5.1. Exhumation Athwart Owens Valley

Previous work has constrained the exhumation history of the Inyo mountains block, considering the AHe and ZHe data modeled here along with a longer transect of data that continues down the eastern side of the range into Saline Valley, California [11]. Although the focus of [11] is mostly on Neogene and younger tectonic activity, the authors utilized the (U-Th)/He data in conjunction with a Late Cretaceous to Paleogene geothermal gradient of 15 °C/km [19,41] to constrain a circa 54 Ma pulse of tectonic activity, estimating 3.9 km to 5.6 km of exhumation of the western Inyo Mountains at a rate of >800 m/my to >1100 m/my accompanied by 12° to 20° of eastward tilt [11]. The new QTQt model results presented above concur with the timing of this exhumation event, and agree that its magnitude was sufficient to set the western Inyo Mountains AHe ages.
In contrast to this major Eocene exhumation of the Inyo Mountains block, model results for the Mount Whitney transect (Figure 4) indicate slow Paleogene exhumation at a rate of about 40 to 50 m/my. This is in accord with previous studies from the southern SNB [3,27,28,29]. Published data extend this Paleogene history eastward to include Mount Whitney intrusive suite rocks outcropping in the Alabama Hills [10]. These rocks were continuous with outcrops of the high Sierra until Neogene time, after which they were broken up and faulted down to their current location. This structural deformation of the Alabama Hills basement rocks makes it impossible to reconstruct their source elevations relative to the Mount Whitney transect for possible modeling [10]. Using the rates calculated for the Inyo Mountains (from [11] and corroborated herein) and for the southern Sierra Nevada circa 54 Ma (from [3,9,27,30,31] and corroborated herein), in the roughly five million years required to exhume 5000 m of the western Inyo Mountains (5000 m at 1000 m/my), only about 250 m of exhumation occurred in the southern Sierra (five million years at 50 m/my).
________________________
According to the passage on exhumation across Owens Valley, at what rate did the Mount Whitney transect exhume during the Paleogene, based on the model results?

Rows from a segmentation dataset
________________________
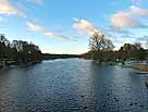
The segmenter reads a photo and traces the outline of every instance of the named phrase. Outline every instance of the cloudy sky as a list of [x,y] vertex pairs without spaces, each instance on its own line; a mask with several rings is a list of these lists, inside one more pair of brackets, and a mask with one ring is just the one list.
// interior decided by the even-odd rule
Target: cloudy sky
[[148,0],[0,0],[0,33],[38,45],[42,52],[84,53],[94,32],[119,49],[146,43]]

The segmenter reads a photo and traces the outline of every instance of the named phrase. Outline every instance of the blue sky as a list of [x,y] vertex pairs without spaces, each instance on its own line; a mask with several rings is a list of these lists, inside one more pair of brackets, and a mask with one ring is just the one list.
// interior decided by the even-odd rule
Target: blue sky
[[119,49],[148,39],[148,0],[0,0],[0,33],[48,53],[84,53],[94,32]]

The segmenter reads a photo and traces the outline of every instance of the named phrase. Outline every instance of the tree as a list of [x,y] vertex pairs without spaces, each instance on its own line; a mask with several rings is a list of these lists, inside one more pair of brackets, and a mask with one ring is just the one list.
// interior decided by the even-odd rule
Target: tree
[[91,51],[112,51],[114,46],[110,39],[104,38],[104,35],[95,33],[89,40]]
[[104,38],[104,35],[95,33],[89,39],[89,48],[91,59],[107,61],[111,60],[109,55],[112,54],[114,46],[110,39]]

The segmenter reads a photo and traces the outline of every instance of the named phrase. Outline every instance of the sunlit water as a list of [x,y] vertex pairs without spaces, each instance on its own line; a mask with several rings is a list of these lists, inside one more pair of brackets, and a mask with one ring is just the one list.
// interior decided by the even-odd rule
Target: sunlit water
[[147,78],[82,59],[0,70],[0,112],[148,112]]

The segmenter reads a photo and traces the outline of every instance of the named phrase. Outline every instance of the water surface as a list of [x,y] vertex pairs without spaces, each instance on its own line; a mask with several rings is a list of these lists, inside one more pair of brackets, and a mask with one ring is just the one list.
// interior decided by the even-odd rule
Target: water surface
[[148,112],[147,78],[82,59],[0,70],[0,112]]

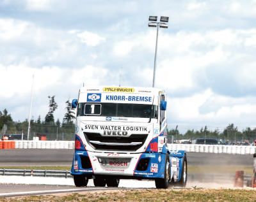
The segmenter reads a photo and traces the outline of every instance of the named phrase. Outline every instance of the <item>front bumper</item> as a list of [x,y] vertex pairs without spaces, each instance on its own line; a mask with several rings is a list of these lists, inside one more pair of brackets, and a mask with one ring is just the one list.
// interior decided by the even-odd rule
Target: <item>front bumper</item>
[[75,150],[71,175],[118,176],[120,178],[164,178],[166,154],[120,154]]

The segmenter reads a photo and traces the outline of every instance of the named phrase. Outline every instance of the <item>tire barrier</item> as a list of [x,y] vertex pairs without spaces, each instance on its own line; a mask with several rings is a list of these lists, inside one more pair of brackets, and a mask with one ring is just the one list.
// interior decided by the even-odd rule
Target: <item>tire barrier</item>
[[244,171],[236,171],[235,184],[234,187],[244,187]]
[[74,149],[74,141],[15,140],[15,148],[65,148]]

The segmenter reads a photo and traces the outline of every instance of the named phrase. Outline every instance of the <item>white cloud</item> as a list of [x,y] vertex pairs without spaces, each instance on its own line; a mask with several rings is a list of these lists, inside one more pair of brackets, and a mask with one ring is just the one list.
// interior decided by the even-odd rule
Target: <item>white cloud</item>
[[206,5],[205,2],[191,2],[186,6],[189,11],[196,10],[204,8]]
[[106,78],[108,70],[99,66],[87,66],[84,68],[74,69],[70,75],[70,82],[85,85],[99,85],[101,81]]
[[95,47],[106,40],[104,37],[88,31],[81,32],[77,33],[77,36],[82,43],[92,47]]
[[45,11],[51,9],[51,0],[26,0],[26,8],[32,11]]
[[34,90],[40,91],[60,84],[61,70],[57,67],[36,69],[24,64],[4,66],[0,64],[0,97],[11,97],[30,92],[32,76],[35,75]]
[[132,41],[122,41],[117,43],[113,48],[113,53],[116,56],[123,57],[129,54],[132,50]]
[[10,41],[20,37],[29,24],[11,18],[0,18],[0,40]]

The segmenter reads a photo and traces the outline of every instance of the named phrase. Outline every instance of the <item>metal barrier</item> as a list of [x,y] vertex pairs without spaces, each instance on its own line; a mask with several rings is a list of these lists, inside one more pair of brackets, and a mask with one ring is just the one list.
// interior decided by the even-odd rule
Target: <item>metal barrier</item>
[[19,170],[19,169],[0,169],[0,175],[13,176],[34,176],[70,178],[70,171],[49,170]]
[[[15,140],[12,141],[15,143],[15,147],[12,148],[15,148],[74,149],[75,146],[74,141]],[[171,150],[184,150],[188,152],[253,154],[256,151],[255,146],[168,144],[168,147]]]
[[168,147],[171,150],[184,150],[188,152],[253,154],[256,151],[255,146],[168,144]]
[[74,149],[74,141],[15,140],[15,148],[65,148]]

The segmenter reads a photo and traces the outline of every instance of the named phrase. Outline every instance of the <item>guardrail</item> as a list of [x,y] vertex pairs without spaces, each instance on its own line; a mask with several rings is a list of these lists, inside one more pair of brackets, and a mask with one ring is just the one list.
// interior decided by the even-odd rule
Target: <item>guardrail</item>
[[20,170],[20,169],[0,169],[0,175],[9,176],[34,176],[51,177],[72,177],[70,171],[49,170]]
[[168,144],[171,150],[186,150],[188,152],[203,152],[216,154],[253,154],[255,146],[214,145],[196,144]]
[[65,148],[74,149],[74,141],[15,140],[15,148]]
[[[0,176],[24,176],[24,177],[58,177],[72,178],[69,171],[62,170],[19,170],[19,169],[0,169]],[[232,174],[202,174],[189,173],[188,180],[198,181],[199,182],[216,182],[221,183],[228,181],[235,181],[235,175]],[[248,185],[248,182],[251,180],[250,175],[243,176],[243,182],[245,186]]]
[[[8,142],[8,141],[4,141]],[[64,148],[74,149],[74,141],[33,141],[15,140],[15,148]],[[256,153],[255,146],[214,145],[197,144],[168,144],[172,150],[184,150],[188,152],[216,154],[253,154]]]

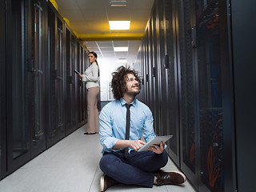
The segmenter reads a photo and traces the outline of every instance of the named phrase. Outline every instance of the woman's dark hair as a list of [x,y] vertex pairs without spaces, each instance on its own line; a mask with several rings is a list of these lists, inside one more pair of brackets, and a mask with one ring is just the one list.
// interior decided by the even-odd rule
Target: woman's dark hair
[[126,78],[128,74],[134,75],[136,81],[138,82],[139,88],[141,87],[141,78],[138,76],[137,71],[130,69],[129,66],[125,67],[123,66],[119,66],[115,72],[112,73],[111,88],[115,99],[119,100],[122,98],[123,94],[126,91]]
[[94,51],[90,51],[90,52],[88,54],[88,55],[89,55],[90,54],[93,54],[93,55],[96,58],[95,62],[96,62],[96,64],[97,64],[98,69],[98,76],[99,77],[99,67],[98,67],[98,62],[97,62],[97,58],[98,58],[97,54],[96,54]]

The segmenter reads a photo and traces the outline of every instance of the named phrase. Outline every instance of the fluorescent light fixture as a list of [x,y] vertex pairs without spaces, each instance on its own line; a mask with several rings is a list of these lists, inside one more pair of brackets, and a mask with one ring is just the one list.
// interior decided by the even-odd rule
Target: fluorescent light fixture
[[130,21],[109,21],[110,30],[130,30]]
[[119,58],[117,62],[118,63],[127,63],[127,59],[126,58]]
[[126,1],[126,0],[111,0],[110,5],[111,5],[111,6],[126,6],[127,1]]
[[117,46],[114,47],[114,51],[128,51],[128,46]]

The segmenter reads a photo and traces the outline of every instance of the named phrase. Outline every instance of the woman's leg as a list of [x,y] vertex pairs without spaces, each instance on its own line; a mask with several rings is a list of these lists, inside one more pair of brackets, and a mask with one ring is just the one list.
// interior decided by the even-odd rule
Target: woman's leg
[[[98,111],[97,109],[97,96],[99,93],[99,87],[88,89],[87,109],[88,109],[88,129],[87,133],[98,132]],[[95,108],[96,106],[96,108]],[[98,121],[98,122],[97,122]]]

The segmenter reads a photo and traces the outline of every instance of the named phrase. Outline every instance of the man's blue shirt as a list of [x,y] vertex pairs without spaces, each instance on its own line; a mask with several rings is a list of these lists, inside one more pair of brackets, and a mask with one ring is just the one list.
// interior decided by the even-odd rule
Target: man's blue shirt
[[[126,107],[123,98],[114,100],[106,105],[99,115],[100,142],[105,151],[116,151],[113,146],[118,140],[126,139]],[[155,137],[153,127],[153,116],[150,108],[144,103],[134,99],[131,103],[130,140],[143,138],[148,142]]]

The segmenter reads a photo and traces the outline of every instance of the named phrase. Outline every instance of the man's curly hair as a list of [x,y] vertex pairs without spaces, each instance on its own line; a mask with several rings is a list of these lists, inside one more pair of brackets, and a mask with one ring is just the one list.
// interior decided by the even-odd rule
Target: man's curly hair
[[112,73],[111,88],[115,99],[122,98],[123,94],[127,90],[126,78],[127,78],[128,74],[134,75],[136,81],[138,82],[138,86],[141,88],[142,81],[138,71],[130,69],[130,66],[119,66],[115,72]]

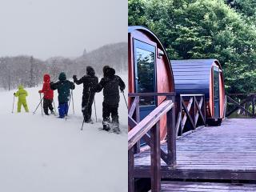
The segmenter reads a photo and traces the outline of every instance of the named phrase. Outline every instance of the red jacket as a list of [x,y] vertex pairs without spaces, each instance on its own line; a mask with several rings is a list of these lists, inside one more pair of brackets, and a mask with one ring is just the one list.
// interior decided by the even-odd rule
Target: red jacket
[[54,90],[50,87],[50,77],[49,74],[45,74],[43,76],[44,83],[42,85],[42,90],[39,90],[39,93],[43,93],[44,98],[46,99],[54,98]]

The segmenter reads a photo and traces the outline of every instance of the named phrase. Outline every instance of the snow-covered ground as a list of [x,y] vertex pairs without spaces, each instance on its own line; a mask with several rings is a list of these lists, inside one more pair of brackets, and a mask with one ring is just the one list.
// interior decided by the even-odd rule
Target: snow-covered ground
[[[122,78],[127,82],[126,74]],[[81,131],[82,85],[74,90],[75,113],[71,106],[67,121],[42,117],[41,108],[33,115],[39,89],[26,89],[29,114],[23,109],[22,114],[16,113],[17,98],[15,113],[11,114],[16,90],[0,92],[0,191],[127,191],[127,109],[122,95],[122,134],[118,135],[98,130],[102,93],[96,94],[98,122],[85,124]],[[56,107],[57,96],[54,91]]]

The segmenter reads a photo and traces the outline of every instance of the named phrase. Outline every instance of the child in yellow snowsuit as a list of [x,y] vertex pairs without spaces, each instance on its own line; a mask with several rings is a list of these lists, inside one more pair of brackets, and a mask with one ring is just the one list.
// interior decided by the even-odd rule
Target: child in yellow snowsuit
[[26,97],[28,95],[26,90],[22,86],[18,86],[18,90],[14,94],[15,97],[18,98],[18,113],[21,112],[22,105],[23,106],[26,112],[29,112],[29,109],[26,104]]

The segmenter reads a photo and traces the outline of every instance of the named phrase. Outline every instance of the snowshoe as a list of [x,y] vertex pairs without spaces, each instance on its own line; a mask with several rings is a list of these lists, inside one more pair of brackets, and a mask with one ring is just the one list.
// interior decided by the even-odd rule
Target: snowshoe
[[120,134],[120,129],[119,129],[119,124],[118,123],[113,123],[113,132],[119,134]]
[[109,125],[103,125],[103,130],[106,130],[106,131],[110,130],[110,126]]
[[103,130],[109,131],[110,130],[110,121],[109,118],[106,118],[102,121]]

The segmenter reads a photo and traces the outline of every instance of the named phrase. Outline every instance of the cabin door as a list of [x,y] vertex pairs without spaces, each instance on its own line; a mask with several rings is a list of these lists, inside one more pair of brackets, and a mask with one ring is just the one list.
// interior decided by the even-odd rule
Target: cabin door
[[214,118],[220,118],[219,68],[216,66],[214,66]]
[[[154,46],[134,40],[134,87],[136,93],[156,92]],[[156,107],[156,97],[140,97],[140,120]]]

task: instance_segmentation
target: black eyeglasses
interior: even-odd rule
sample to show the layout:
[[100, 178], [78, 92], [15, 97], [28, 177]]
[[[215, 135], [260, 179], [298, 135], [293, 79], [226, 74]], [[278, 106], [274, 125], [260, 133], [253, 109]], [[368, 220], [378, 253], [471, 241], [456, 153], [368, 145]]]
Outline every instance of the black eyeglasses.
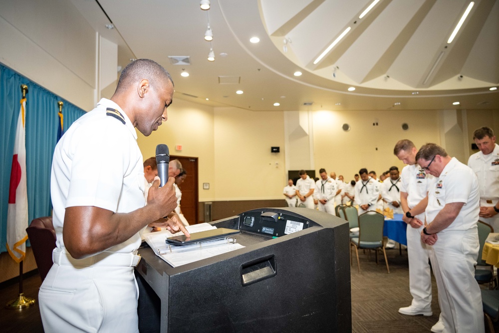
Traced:
[[437, 155], [436, 155], [435, 156], [433, 156], [433, 158], [432, 158], [432, 160], [430, 161], [430, 164], [428, 164], [428, 165], [427, 165], [427, 166], [426, 166], [426, 168], [423, 168], [423, 169], [424, 169], [424, 170], [428, 170], [428, 171], [430, 171], [430, 166], [432, 165], [432, 163], [433, 163], [433, 161], [434, 161], [434, 160], [435, 160], [435, 157], [436, 157], [436, 156], [437, 156]]

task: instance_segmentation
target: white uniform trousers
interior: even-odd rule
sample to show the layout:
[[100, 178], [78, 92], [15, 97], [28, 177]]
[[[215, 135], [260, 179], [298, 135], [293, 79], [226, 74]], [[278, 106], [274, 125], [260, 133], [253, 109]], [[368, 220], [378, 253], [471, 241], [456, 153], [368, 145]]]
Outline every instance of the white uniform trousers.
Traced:
[[333, 215], [335, 215], [334, 212], [334, 200], [328, 200], [326, 201], [326, 204], [323, 205], [319, 202], [319, 210], [321, 212], [325, 212]]
[[495, 233], [499, 232], [499, 214], [496, 214], [492, 217], [479, 217], [478, 219], [491, 226], [492, 228], [494, 228]]
[[138, 332], [133, 270], [54, 264], [38, 293], [45, 332]]
[[475, 279], [480, 248], [477, 230], [439, 233], [432, 247], [443, 332], [483, 333], [482, 294]]
[[[416, 217], [425, 221], [423, 213]], [[412, 305], [418, 310], [430, 310], [432, 304], [432, 278], [429, 259], [431, 249], [421, 241], [423, 226], [417, 229], [407, 225], [407, 257], [409, 259], [409, 288]]]
[[300, 199], [298, 199], [298, 206], [299, 206], [300, 204], [303, 204], [305, 205], [305, 207], [307, 208], [310, 208], [310, 209], [314, 209], [313, 203], [313, 198], [312, 198], [312, 196], [306, 198], [305, 199], [305, 201], [302, 201]]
________________________
### SOLUTION TO THE PROBLEM
About 40 to 50 m/my.